=== 提示文 ===
* * * * * * *

森の開拓をするにあたって、木を伐る伐採作業は必須の仕事になります。伐採はとても危険な作業です。でも少し慣れてくるとその危険さを忘れてしまいます。
忘れた頃に事故に見舞われます。素人から始めて講習も受けて何度か作業してという経験を経てきました。そんなある日、大事故に遭いそうになりました。「これではいかん」改心しました。
伐採をするときの心構えやノウハウを自戒の意味も込めて、覚え書きとして書いています。新たに気づいたり、学んだことを加筆しています。伐採初心者の人の参考になれば幸いです。
「九死に一生」体験
僕が伐採の本当の怖さを知ったのは、死を身近に感じた体験をした出来事からです。
2023.1.13の朝10時頃。いつものようにフィールドの木を伐採していました。その場所にはアカマツとニセアカシアが交差しています。どちらも伐ってスペースを開けたい、そんな思いでした。
最初にアカマツを伐倒しました。傾いた方向へすんなりと倒れていきました。「これならいけそう」とばかり、ニセアカシアへ向かいます。これが油断の始まりでした。
受け口、追い口を入れ、ツルを残す。基本通りやりました。でも木は倒れていきません。クサビを打ちます。びくともしません。
「何で?」と木のはるか上をみると、横にあるアカマツにニセアカシアのYの字になった枝がはまり込んでいるのが原因だとわかりました。
もうツルまで伐って切断面で根と木がズレた状態になってしまっています。「下から刻んでいくしかない」これも素人考え、よくありませんでした。
ただそれまでかかり木になって倒れないとき、下から刻んでいく方法が何度かうまくいっていたので、それで進めました。
最初の刻みはうまくいきました。木が下へずれ落ちてきます。2回目も同様、木がずれ落ちてきます。3回目も同じ。もう一回刻めばすべて倒れてくれる状態まで来ました。
後で振り返るとわかるのですが、このとき残った木は「ほぼ垂直に」立っていました。これが事故への原因につながります。
刻みを入れます。チェンソーが木の重さで挟まってしまいます。くさびを打ち、少し幅を開けます。またチェンソーを動かす。その時でした。どうも木が動いたような感じがしました。
ここからはどうなったか記憶がおぼろげです。憶えているのは、目の前に大木が倒れてきていること。「あ、もうこれで終わりか・・・」と感じたこと。頭に木がめり込んでくるような感覚・・・
我に返ると、チェンソーを投げ出し、倒れこみ、からだの前に木が乗っかるような状態になっていました。周囲に何もなければ木が真正面から直撃、おそらく死亡、死ななかったとしても重大な被害を受けていました。

* * * * * * *

=== 課題 1 ===
伐採についての文章から、「森の開拓をするにあたって、木」から「るのが原因だとわかりました。」までの部分を一字も変えずに再び書き出してください。
=== 課題 2 ===
伐採中の事故を語る文章の最後の文に続けて、その先を書き進めてください。
これから並ぶ行は、この文章とは関わりがありません。

=== 収集データ ===
* * * * * * *

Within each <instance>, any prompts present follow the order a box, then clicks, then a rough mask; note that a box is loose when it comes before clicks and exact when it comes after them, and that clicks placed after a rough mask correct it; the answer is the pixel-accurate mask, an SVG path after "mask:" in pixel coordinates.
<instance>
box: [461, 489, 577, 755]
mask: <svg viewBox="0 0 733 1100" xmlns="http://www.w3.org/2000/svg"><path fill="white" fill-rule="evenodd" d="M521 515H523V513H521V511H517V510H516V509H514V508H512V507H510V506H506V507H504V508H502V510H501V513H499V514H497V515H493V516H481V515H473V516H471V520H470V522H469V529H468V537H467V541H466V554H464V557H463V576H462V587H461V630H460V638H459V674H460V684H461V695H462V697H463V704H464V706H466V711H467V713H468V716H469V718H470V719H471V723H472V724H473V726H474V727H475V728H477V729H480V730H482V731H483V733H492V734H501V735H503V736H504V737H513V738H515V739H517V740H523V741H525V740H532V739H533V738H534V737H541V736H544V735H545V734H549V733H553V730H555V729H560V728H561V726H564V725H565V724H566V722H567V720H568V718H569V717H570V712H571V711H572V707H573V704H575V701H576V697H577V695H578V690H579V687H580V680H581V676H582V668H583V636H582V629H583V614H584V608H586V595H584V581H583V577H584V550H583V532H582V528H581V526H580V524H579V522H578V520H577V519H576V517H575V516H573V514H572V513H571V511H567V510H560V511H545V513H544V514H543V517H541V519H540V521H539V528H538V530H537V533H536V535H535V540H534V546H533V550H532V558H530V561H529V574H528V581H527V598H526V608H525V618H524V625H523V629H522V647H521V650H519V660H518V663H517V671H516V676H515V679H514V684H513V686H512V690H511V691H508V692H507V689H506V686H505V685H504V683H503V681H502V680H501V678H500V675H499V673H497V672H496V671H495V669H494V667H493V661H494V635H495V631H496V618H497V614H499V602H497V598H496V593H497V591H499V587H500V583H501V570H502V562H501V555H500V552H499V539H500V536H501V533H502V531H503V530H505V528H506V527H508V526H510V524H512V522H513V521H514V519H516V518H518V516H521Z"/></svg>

* * * * * * *

=== 回答 1 ===
森の開拓をするにあたって、木を伐る伐採作業は必須の仕事になります。伐採はとても危険な作業です。でも少し慣れてくるとその危険さを忘れてしまいます。
忘れた頃に事故に見舞われます。素人から始めて講習も受けて何度か作業してという経験を経てきました。そんなある日、大事故に遭いそうになりました。「これではいかん」改心しました。
伐採をするときの心構えやノウハウを自戒の意味も込めて、覚え書きとして書いています。新たに気づいたり、学んだことを加筆しています。伐採初心者の人の参考になれば幸いです。
「九死に一生」体験
僕が伐採の本当の怖さを知ったのは、死を身近に感じた体験をした出来事からです。
2023.1.13の朝10時頃。いつものようにフィールドの木を伐採していました。その場所にはアカマツとニセアカシアが交差しています。どちらも伐ってスペースを開けたい、そんな思いでした。
最初にアカマツを伐倒しました。傾いた方向へすんなりと倒れていきました。「これならいけそう」とばかり、ニセアカシアへ向かいます。これが油断の始まりでした。
受け口、追い口を入れ、ツルを残す。基本通りやりました。でも木は倒れていきません。クサビを打ちます。びくともしません。
「何で?」と木のはるか上をみると、横にあるアカマツにニセアカシアのYの字になった枝がはまり込んでいるのが原因だとわかりました。

=== 回答 2 ===
ところが、横に倒れていたアカマツとニセアカシアの曲がった枝がつっかえ棒のようになり、ヘルメットに当たった位置で木は止まっていました。
まさに九死に一生を得た瞬間でした。
横にあったアカマツ、曲がったニセアカシアの枝、倒れこんだ身体が埋まった落ち葉のクッション、無意識にチェンソーを手放したこと、ヘルメットのカバーが顔を守ってくれたこと・・・
いくつかの偶然が重なって、かすり傷だけで済みました。おそらく森の神様が助けてくれたのだろう・・・振り返ってそんな思いになりました。
それまでも危険な行為は何度もやってきました。でもこの実体験を経て、伐採には十分にも十分すぎることはないくらいの心構えと準備が要ると痛感しました。
一本一本と向き合う
木を伐っているとチェンソーが切り込みに食い込んで動かなくなります。これを食われるといいます。初心者にはしょっちゅうあります。ちなみに僕もちょくちょく経験します。
一度チェンソーが食われると、抜く作業に四苦八苦します。復旧までに時間が掛かります。だから食われないようにするのが一番です。
プロの林業家の人がスイスイ大きな丸太を伐っているのをみて、「何でそんなにできるんですか?食わないんですか?」と訊いたことがあります。
「木を見ているからね。切り込みのスキマ幅が小さくなったら食われる、逆に大きくなったら跳ねる。伐る前にもどういう状態なのか見てから始める・・・」
という話をしてくれました。そう「一本一本の木を見ている」というのが深いところです。伐採するなら相手になる木と向き合う必要があります。
「見栄えが悪いから伐る」「見晴らしを良くするために伐る」「フィールドを整備するために伐る」・・・普通に思うことですよね?でもこれってよくよく考えるとすべて自分の都合です。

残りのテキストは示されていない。